:: DOCUMENT SECTION ::

The sun delivers more energy into the Earth’s atmosphere in just over 1 hour than we use in a year – 3,850,000 EJ (exajoules) is delivered in a year, whilst in 2005 human activity used an estimated 550 EJ. Although humans are getting better at harnessing renewable energy sources, we are still unable to compete with plants and directly convert the carbon dioxide and water in our atmosphere into a fuel source in an economically viable manner. Therefore, there still remains an opportunity to develop systems that harness the power of the sun, while simultaneously tackling concerns over rising levels of atmospheric carbon dioxide. In an uncertain world there is a further benefit of bringing energy security and off grid access to power generation.

In the School of Engineering and Materials Science at Queen Mary University of London there is a growing interest in harnessing sunlight for useful work. We are approaching the problem of getting energy from light in a variety of interesting ways that include mimicking plants in a process called artificial photosynthesis and developing new types of photovoltaic (solar cell) devices.

There are three main problems associated with the use of semiconductor systems when splitting water to provide a fuel source.

The first is that, to be economically viable, the semiconductor must absorb and become active under visible light illumination. It must also produce excited species that are capable of driving a chemical reaction in the absence of external power supplies. These factors and characteristics are relatively well understood for most semiconductor systems.

:::

* **EXERCISE OBJECTIVE**:
Decide whether each statement below agrees with the text on harnessing sunlight, answering yes or no and quoting the deciding words from the text.
1. Human activity used an estimated 550 EJ of energy in 2005.
2. Humans can already turn atmospheric carbon dioxide and water into fuel in an economically viable way.
3. Four main problems come with using semiconductor systems to split water for fuel.
The data that comes next is from a different source than the text above.

:: DATA SHOWN ::

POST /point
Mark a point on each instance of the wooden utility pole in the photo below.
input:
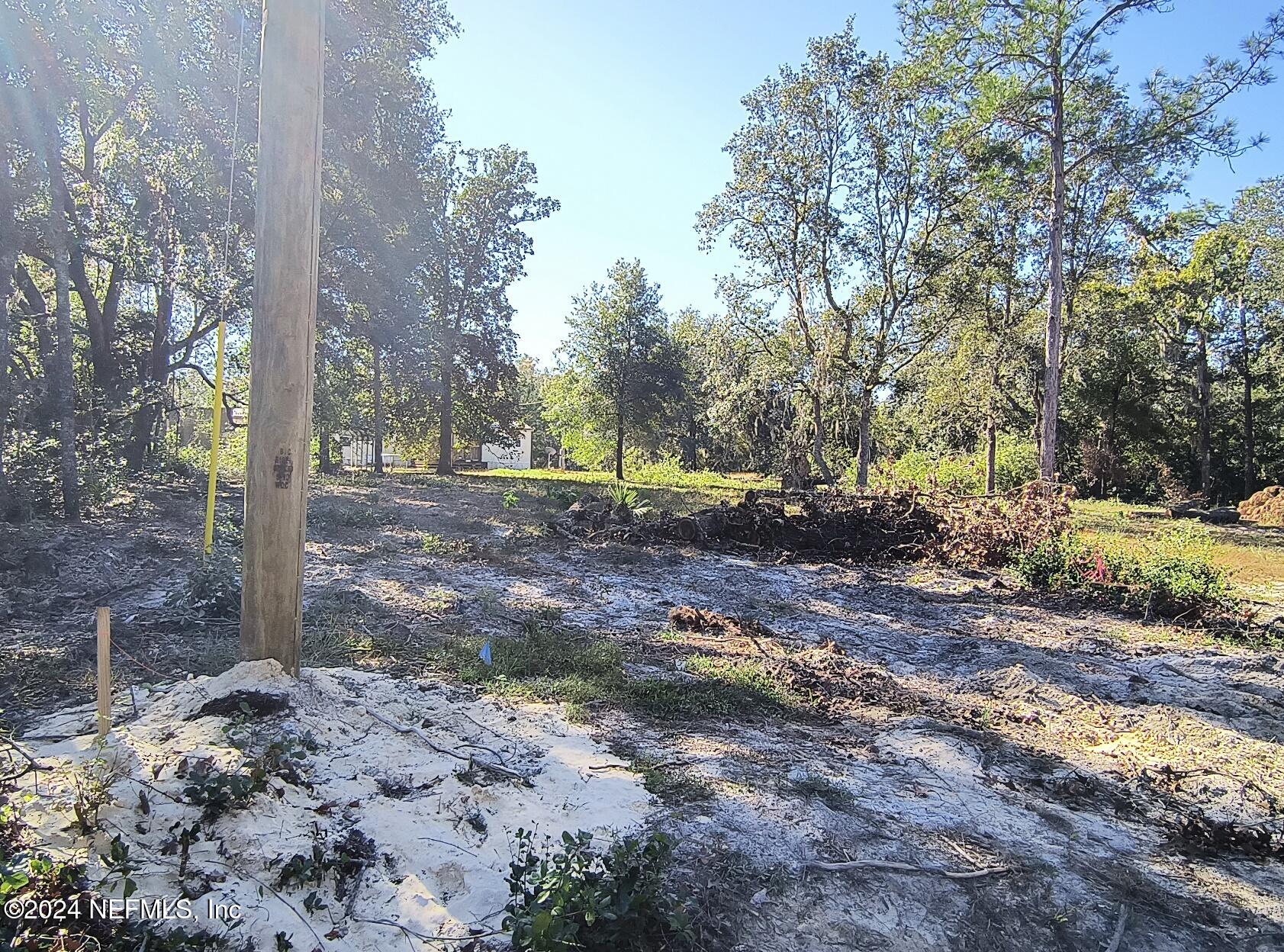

:::

* **WORKED ANSWER**:
1. Yes: "in 2005 human activity used an estimated 550 EJ"
2. No: "we are still unable to compete with plants and directly convert the carbon dioxide and water in our atmosphere into a fuel source in an economically viable manner"
3. No: "There are three main problems associated with the use of semiconductor systems when splitting water to provide a fuel source."